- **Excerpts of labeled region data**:
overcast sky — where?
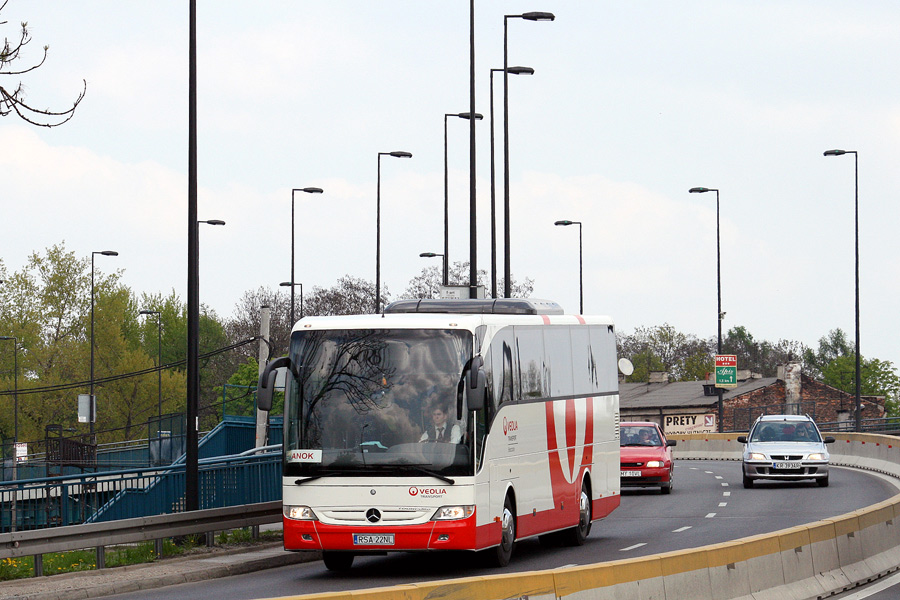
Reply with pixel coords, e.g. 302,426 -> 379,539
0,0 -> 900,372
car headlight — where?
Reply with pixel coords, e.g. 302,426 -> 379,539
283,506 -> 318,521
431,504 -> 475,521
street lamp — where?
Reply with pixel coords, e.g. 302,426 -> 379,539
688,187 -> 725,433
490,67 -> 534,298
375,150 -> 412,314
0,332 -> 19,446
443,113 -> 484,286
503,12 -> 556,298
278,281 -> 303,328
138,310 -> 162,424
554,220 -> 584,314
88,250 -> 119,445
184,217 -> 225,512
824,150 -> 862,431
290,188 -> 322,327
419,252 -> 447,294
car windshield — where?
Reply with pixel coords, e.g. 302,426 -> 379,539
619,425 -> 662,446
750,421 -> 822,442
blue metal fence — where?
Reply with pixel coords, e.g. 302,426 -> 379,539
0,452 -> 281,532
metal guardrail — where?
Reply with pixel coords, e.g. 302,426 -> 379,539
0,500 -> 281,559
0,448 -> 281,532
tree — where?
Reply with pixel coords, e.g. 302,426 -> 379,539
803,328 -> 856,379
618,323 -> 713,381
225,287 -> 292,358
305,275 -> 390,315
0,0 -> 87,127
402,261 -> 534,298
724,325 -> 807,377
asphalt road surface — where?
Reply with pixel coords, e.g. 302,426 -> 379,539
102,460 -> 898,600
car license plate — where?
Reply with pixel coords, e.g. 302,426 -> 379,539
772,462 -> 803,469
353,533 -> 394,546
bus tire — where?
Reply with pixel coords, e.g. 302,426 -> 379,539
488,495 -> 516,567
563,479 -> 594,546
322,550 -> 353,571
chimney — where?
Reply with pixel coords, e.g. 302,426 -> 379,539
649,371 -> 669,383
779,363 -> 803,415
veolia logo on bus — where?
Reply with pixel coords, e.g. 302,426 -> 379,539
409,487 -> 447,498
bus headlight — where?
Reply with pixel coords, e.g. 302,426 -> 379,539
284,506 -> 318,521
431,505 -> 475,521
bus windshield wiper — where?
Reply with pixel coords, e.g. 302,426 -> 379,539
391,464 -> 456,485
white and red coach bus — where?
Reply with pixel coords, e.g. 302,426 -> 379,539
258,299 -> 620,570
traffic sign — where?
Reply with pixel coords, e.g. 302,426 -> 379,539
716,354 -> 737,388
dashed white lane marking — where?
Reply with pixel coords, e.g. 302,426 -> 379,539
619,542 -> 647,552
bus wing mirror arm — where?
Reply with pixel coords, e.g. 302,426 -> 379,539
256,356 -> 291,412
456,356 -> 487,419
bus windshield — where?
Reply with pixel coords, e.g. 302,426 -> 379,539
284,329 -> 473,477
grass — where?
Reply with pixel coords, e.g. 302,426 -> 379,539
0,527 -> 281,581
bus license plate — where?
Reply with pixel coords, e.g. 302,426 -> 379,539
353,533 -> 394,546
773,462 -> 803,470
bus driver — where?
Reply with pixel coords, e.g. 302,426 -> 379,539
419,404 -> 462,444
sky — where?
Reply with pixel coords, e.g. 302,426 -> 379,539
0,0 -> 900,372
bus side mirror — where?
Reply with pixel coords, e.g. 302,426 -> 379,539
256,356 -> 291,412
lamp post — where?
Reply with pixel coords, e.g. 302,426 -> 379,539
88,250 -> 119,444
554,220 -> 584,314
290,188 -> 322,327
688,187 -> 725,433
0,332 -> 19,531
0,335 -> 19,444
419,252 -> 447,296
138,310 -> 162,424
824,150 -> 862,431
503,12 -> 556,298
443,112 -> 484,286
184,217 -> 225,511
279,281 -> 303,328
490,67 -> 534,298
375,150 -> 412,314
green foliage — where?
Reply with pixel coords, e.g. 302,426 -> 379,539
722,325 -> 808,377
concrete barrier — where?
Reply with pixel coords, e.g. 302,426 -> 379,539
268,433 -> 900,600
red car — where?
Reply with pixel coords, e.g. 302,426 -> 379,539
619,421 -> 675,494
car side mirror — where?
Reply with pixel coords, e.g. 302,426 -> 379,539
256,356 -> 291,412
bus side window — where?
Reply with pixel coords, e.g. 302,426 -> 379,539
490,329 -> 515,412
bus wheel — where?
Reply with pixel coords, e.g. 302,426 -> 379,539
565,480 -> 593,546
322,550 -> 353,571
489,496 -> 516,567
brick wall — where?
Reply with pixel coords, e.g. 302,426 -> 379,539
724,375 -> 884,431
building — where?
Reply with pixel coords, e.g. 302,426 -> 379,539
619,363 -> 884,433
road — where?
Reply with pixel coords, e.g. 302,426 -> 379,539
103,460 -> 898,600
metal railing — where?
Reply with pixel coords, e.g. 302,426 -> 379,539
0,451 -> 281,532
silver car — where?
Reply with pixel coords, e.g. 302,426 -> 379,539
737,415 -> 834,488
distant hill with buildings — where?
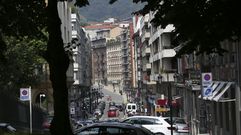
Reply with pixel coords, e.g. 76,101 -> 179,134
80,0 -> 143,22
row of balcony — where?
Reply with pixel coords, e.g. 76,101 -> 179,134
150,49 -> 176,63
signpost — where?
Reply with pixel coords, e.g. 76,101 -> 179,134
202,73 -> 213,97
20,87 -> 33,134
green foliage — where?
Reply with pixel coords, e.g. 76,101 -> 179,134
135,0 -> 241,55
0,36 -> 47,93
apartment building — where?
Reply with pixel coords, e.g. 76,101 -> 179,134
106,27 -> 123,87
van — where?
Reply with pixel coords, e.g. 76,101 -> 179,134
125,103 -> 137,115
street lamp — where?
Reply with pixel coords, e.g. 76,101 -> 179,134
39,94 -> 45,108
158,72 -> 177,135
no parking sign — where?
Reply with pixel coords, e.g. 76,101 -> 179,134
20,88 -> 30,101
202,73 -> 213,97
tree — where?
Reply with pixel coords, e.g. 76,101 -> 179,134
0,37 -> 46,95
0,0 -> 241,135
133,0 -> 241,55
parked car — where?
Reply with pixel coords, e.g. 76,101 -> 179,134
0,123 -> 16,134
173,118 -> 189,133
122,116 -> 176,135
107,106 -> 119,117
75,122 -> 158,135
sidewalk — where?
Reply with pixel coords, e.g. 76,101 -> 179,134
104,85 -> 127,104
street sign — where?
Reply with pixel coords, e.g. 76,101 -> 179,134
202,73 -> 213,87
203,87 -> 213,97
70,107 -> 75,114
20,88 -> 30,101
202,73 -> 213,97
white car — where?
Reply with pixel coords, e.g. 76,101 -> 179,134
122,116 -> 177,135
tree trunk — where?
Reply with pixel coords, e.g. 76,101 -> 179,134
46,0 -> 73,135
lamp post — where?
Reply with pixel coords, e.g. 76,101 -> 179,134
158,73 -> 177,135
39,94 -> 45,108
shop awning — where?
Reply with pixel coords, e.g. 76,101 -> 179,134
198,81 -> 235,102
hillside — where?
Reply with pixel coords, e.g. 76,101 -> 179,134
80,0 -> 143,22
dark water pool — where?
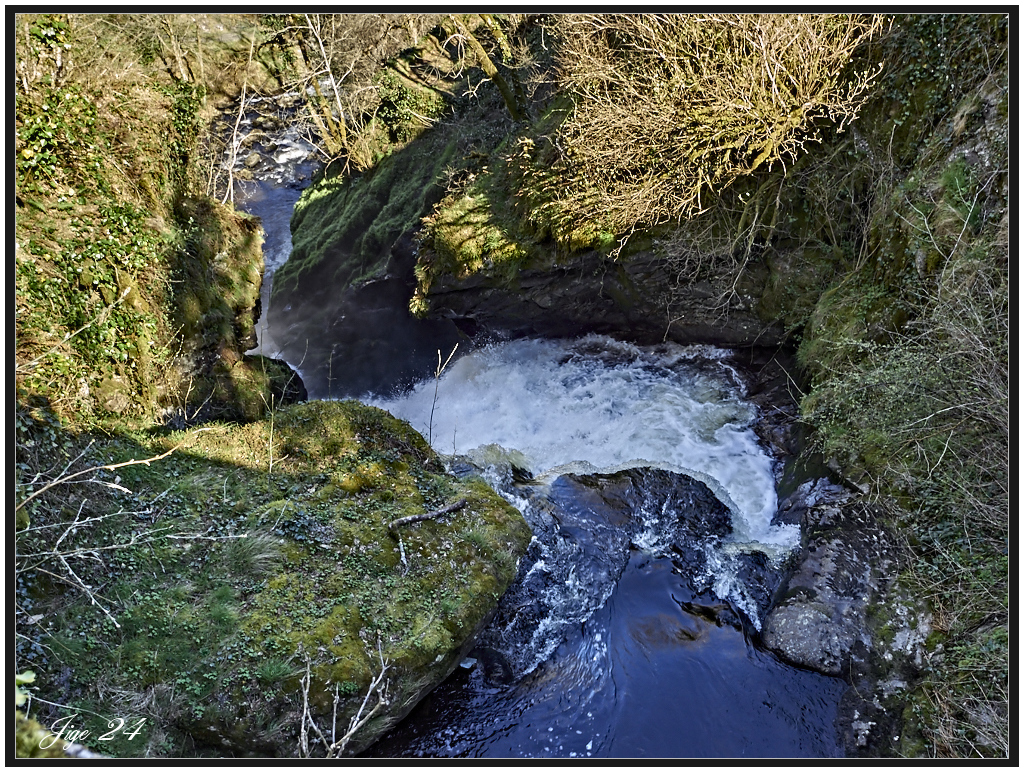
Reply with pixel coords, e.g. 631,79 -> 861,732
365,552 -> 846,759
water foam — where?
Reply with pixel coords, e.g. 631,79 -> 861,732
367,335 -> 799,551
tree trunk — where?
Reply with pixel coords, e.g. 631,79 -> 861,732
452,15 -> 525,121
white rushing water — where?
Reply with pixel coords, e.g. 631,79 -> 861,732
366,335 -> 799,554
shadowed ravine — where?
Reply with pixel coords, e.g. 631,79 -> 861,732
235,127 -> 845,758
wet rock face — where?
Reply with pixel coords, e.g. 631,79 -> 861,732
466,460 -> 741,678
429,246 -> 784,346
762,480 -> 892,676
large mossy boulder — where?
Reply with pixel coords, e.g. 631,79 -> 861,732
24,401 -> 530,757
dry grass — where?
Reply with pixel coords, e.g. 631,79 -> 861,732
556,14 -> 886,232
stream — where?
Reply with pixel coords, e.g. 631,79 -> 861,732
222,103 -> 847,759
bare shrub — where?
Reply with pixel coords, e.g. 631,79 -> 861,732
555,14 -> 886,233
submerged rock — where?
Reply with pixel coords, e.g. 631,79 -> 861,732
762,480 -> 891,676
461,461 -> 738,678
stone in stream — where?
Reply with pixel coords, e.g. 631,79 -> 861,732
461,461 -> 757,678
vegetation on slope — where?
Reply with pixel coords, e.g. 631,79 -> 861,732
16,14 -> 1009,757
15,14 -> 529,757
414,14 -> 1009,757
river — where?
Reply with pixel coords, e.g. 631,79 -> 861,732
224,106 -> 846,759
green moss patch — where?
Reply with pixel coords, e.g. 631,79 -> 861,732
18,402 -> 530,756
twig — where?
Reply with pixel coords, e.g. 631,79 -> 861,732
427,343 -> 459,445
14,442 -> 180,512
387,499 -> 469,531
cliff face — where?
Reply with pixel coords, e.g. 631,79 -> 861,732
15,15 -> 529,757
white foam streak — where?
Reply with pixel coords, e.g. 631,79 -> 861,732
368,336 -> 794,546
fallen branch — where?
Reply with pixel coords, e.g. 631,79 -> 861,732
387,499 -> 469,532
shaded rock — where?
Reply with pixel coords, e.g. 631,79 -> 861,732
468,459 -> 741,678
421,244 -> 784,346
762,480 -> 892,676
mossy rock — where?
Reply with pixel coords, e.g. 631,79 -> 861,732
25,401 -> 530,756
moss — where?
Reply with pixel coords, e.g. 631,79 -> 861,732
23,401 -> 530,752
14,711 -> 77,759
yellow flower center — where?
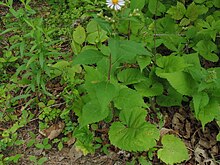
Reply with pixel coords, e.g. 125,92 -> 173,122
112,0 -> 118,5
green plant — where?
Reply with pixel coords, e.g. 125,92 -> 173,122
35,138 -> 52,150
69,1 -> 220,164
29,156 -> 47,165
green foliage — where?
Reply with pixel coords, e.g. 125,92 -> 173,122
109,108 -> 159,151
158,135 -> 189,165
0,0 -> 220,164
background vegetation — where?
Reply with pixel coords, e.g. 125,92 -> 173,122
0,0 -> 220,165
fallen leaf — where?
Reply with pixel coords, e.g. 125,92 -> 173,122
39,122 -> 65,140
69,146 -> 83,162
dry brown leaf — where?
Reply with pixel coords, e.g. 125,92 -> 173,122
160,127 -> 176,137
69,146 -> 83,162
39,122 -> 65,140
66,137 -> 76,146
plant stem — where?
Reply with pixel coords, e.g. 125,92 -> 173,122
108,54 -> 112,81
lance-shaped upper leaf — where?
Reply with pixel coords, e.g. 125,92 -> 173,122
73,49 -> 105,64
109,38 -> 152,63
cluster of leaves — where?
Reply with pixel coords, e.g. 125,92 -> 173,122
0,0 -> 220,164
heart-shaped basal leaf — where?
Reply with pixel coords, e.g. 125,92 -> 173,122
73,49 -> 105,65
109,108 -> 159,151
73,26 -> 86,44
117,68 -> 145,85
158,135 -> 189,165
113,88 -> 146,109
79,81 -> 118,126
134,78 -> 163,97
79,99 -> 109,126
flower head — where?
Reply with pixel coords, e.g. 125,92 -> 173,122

- **Directive**: Reproduce the lines between the one holding "dark water pool — where?" and the one holding "366,335 -> 799,554", inclusive, renaming "tree trunk" to "tree limb" and keeping all else unchanged. Leave the pictures out of your answer.

- **Solved exercise**:
dark water pool — where?
Reply with pixel coords, e.g. 631,79 -> 861,732
365,552 -> 846,759
water foam — where?
Reply with pixel coords, e.g. 631,79 -> 861,732
367,335 -> 799,551
tree limb — where?
Reply with pixel coords, e.g. 631,79 -> 861,732
452,15 -> 525,121
white rushing water — where?
Reply with pixel coords, e.g. 631,79 -> 861,732
366,335 -> 799,554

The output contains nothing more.